## Your task
From the listing below, reproduce word for word the lines starting at the one that contains "of the grass" and ending at the one that contains "column 221, row 190".

## Raw records
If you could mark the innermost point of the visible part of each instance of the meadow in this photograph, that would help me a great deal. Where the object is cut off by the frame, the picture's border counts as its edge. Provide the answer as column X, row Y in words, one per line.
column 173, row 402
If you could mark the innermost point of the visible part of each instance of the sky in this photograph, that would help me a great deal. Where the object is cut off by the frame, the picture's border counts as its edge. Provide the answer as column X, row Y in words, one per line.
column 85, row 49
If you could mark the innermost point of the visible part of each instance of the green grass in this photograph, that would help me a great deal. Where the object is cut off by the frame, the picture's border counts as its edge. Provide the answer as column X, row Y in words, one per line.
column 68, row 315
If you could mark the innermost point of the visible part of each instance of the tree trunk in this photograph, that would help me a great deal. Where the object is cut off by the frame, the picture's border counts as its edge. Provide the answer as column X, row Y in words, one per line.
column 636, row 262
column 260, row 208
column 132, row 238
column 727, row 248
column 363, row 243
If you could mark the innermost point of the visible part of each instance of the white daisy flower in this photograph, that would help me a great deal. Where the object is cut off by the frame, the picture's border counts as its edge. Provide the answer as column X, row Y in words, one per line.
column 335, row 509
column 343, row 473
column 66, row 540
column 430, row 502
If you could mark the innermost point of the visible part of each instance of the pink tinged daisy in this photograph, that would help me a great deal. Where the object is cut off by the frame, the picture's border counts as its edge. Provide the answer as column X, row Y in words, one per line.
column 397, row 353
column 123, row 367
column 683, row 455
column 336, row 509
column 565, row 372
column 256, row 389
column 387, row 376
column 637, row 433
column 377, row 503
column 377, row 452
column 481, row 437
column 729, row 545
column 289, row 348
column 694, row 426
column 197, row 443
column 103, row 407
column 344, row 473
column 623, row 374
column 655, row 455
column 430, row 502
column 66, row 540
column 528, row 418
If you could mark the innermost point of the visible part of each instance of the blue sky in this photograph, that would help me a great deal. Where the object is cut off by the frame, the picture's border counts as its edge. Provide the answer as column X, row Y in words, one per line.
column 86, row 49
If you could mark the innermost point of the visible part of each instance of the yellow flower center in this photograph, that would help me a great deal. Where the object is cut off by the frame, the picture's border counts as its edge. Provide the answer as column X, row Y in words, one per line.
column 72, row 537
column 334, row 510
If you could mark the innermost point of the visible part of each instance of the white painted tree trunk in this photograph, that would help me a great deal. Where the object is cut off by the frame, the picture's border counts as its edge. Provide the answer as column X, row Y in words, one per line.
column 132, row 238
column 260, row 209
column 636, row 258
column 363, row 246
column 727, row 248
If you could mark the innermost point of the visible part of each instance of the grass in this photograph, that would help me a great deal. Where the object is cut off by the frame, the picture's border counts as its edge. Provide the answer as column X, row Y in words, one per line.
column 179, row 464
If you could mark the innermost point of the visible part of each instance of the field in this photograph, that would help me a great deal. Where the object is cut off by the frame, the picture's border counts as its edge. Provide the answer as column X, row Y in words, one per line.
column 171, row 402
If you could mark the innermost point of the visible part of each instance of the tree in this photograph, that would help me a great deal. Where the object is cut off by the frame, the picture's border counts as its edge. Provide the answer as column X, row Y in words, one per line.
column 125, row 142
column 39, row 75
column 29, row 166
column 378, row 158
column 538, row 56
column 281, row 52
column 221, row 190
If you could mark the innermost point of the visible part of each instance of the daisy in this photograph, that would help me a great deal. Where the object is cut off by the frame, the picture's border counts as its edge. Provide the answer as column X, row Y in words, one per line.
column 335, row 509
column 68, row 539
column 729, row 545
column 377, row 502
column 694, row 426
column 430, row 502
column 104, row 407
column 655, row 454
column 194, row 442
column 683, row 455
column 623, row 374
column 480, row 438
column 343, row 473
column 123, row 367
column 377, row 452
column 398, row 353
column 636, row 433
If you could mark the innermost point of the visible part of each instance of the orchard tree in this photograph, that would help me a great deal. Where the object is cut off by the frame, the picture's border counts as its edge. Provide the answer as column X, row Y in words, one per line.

## Solution to this problem
If you could mark the innermost point of the visible part of each instance of the grass in this photograph, that would help me a great deal. Where the object is cut off by the frame, the picture's border counts as its edge. Provide the answer as column X, row Y in words, one per line.
column 179, row 464
If you could mark the innermost point of the visible part of each instance of the field in this photograph, that would help me a great deal. Where the object is cut off by the frame, the picture's border counts as its edge. Provide the answer as column X, row Y in words, one per line.
column 171, row 402
If you could mark the innermost point of the visible part of each instance of the tree in this photograph, that would help me a great deal. Where the object is cut off by the frame, the picture's border counts as its edge. Provide the answer as column X, row Y in words, one per line.
column 125, row 142
column 39, row 75
column 29, row 166
column 378, row 158
column 538, row 56
column 281, row 52
column 221, row 190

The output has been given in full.